Q - Mme Albright a dit dans la conférence de presse que le fait que l'OTAN soit le noyau de la future force de paix figurait en annexe du projet de résolution. Est-ce que cela signifie que c'est accessoire, secondaire, ou est-ce que cela forme un tout ?
R - Non. Dans la technique d'une résolution au Conseil de sécurité, le fait d'annexer un document à une résolution consiste au contraire à lui donner de la solennité et de l'importance. C'est un document qui vient donc en annexe de la résolution. Il y a au début un préambule aux articles de la résolution et dans le préambule il y a un article H qui rappelle les deux documents qui sont en annexe, c'est-à-dire les principes généraux pour la sortie de la crise adoptés le 6 mai lors de la première réunion des ministres du G8 à côté de Bonn, au Petersberg, et l'autre document mis en annexe, c'est le document remis à Belgrade par le président Ahtisaari. C'est au contraire une façon de lui donner le maximum de solennité et le maximum de force opérationnelle.
Q - Mais le mot OTAN figure-t-il dans la résolution en tant que telle ?
R - Le texte exact sera donné à New York. Je dois respecter les procédures.
Q - Est-ce qu'aujourd'hui à l'heure qu'il est il ne fait aucun doute que l'OTAN constituera le noyau dur de la force de paix au Kosovo ?
R - L'accord qui a eu lieu aujourd'hui entre les Occidentaux et les Russes démontre qu'il y a un agrément complet sur l'ensemble des mécanismes de la solution, y compris la force. Maintenant après le vote de la résolution, il y a un certain nombre de points qui seront à confirmer et à préciser sur l'ajustement des rôles des uns et des autres. Mais le cap de l'acceptation de ce principe est franchi.
Q - Pourtant Mme Albright a dit qu'il y aura un commandement OTAN. M. Ivanov a dit lui que ce n'était pas encore réglé et que c'était à discuter à New York, qu'en est-il ?
R - Le fait qu'il y ait un commandement, une chaîne de commandement OTAN et une force dont le coeur sera l'OTAN comme nous l'avons dit à chaque fois, est quelque chose qui est maintenant admis. Ce qui reste à discuter, ce sont les modalités exactes de la participation russe et les conditions exactes, éventuellement un peu particulières, de la participation russe.
Q - Les Russes ne sont pas revenus sur l'idée d'avoir un secteur précis pour le déploiement de la troupe ?
R - Il ne faut pas qu'il y ait de malentendu à propos de ce problème de secteur. Quand il faut remplir des tâches aussi difficiles que celle qui va être confiée à la KFOR, il faut d'une certaine façon répartir les tâches sur le territoire du Kosovo. Mais nous avons bien pris garde à chaque étape de la discussion et nous ferons encore attention jusqu'à la fin à ce que cette répartition des tâches ne devienne pas une répartition par secteur, encore moins par zone, et en tout cas que cela ne conduise pas à des politiques autonomes qui seraient différentes à un endroit et à un autre dans le Kosovo. Il est bien clair que le mécanisme mis en oeuvre doit aboutir à une approche unique des questions du Kosovo, avec une parfaite coordination et une seule conception d'ensemble. Il n'y aura pas deux politiques par rapport aux réfugiés. Il n'y aura pas plusieurs politiques par rapport à la question de la mise en oeuvre de cette situation d'autonomie et ensuite par rapport à la préparation de l'installation des nouvelles institutions. Il y aura une seule politique pour le Kosovo.

(Objectif): Recopiez à l'identique le passage de la transcription sur le Kosovo qui va de « R - Le fait » jusqu'à « la troupe ? » inclus. Les données n'interviennent pas dans ce travail.

(Données fournies):
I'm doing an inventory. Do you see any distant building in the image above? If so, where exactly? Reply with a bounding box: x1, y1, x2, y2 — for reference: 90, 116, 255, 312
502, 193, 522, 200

(Solution proposée):
R - Le fait qu'il y ait un commandement, une chaîne de commandement OTAN et une force dont le coeur sera l'OTAN comme nous l'avons dit à chaque fois, est quelque chose qui est maintenant admis. Ce qui reste à discuter, ce sont les modalités exactes de la participation russe et les conditions exactes, éventuellement un peu particulières, de la participation russe.
Q - Les Russes ne sont pas revenus sur l'idée d'avoir un secteur précis pour le déploiement de la troupe ?